Document source:
Rien d'étonnant à ce que l'histoire de David et Maddie dans Clair de lune commence comme celle de Laura et Steele : avant d'écrire le pilote de la nouvelle série, en 1985, Glenn Gordon Caron a été l'un des producteurs de Remington Steele, dont il a écrit quatre épisodes. La belle est cette fois un mannequin très riche vivant dans une grande maison glamour, avec piscine et domestiques... jusqu'à ce que son comptable disparaisse en emportant sa fortune. Ruinée, elle n'a plus pour toute richesse que des parts dans de petites entreprises déficitaires : un magasin d'articles de pêche, une librairie porno... une agence de détectives baptisée Cité des Anges. Décidée à liquider toutes ces affaires afin de se renflouer en attendant de reconstituer sa fortune, elle se laisse pourtant convaincre par David Addison, le patron dilettante de l'entreprise, de poursuivre l'exploitation de celle-ci, rebaptisée Clair de Lune en souvenir de la campagne publicitaire qui rendit Maddie célèbre (pour le shampooing Clair de Lune).
Comme les prémisses de Remington Steele, celles de Clair de lune sont fondées sur le quiproquo et un enchaînement de situations vaudevillesques où l'on relève constamment des influences cinématographiques. Et la verve ironique de Bruce Willis est très proche de celle de Pierce Brosnan, autant que le sérieux de leurs partenaires. Dans Clair de lune, la tension est perceptible dès les premiers échanges entre les protagonistes. Venue pour signifier à David son renvoi et la fermeture de l'agence, Maddie s'entend traiter de « rombière sans coeur et aussi froide qu'une banquise » et va passer son temps à essayer de fuir l'importun ou... à s'évanouir dans ses bras ! Dans Remington Steele, au contraire, tout commence dans le glamour et la séduction, mais se termine de la même manière lorsque le séducteur s'avère être un imposteur. Autre point commun : les portes des deux agences de détectives ne cessent de claquer, selon un rite théâtral qui n'est que la représentation scénique du principe du quiproquo. Les personnages vont et viennent dans des échanges verbaux savoureux pleins de vivacité, apparaissent et disparaissent sans interruption : une grande partie des intrigues s'appuient sur ces jeux de malentendus, cadavres escamotés, échanges d'identité, vérités maquillées, qui répondent au jeu mené par les protagonistes.
La même vivacité se retrouve dans Loïs et Clark, où les données de base de la bande dessinée se prêtent magnifiquement aux règles du vaudeville sentimental. Tenu de cacher sa super-nature sous l'identité d'un journaliste tendre et maladroit, Clark Kent se heurte dès son arrivée à Metropolis au caractère déterminé de sa collègue Loïs Lane, enquêtrice expérimen-tée du Daily Planet : pas question pour elle de demeurer dans l'ombre d'un homme !

Contenu des données:
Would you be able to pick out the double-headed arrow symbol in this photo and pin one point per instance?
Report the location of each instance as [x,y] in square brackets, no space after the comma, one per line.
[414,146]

Énoncé du problème: Citez mot pour mot le texte sur Clair de lune, en partant de « La même vivacité » et en vous arrêtant à « d'un homme ! ». Ce matériel ne sert à rien ici.

Résultat attendu:
La même vivacité se retrouve dans Loïs et Clark, où les données de base de la bande dessinée se prêtent magnifiquement aux règles du vaudeville sentimental. Tenu de cacher sa super-nature sous l'identité d'un journaliste tendre et maladroit, Clark Kent se heurte dès son arrivée à Metropolis au caractère déterminé de sa collègue Loïs Lane, enquêtrice expérimen-tée du Daily Planet : pas question pour elle de demeurer dans l'ombre d'un homme !